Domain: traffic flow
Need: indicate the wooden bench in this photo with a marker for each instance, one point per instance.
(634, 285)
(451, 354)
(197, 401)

····················

■ **Try it**:
A word-for-word copy of all the entries above is required.

■ **Written response**:
Domain: traffic flow
Need: indicate the wooden bench in this photo with a marker for each instance, one point per instance.
(634, 285)
(451, 354)
(197, 401)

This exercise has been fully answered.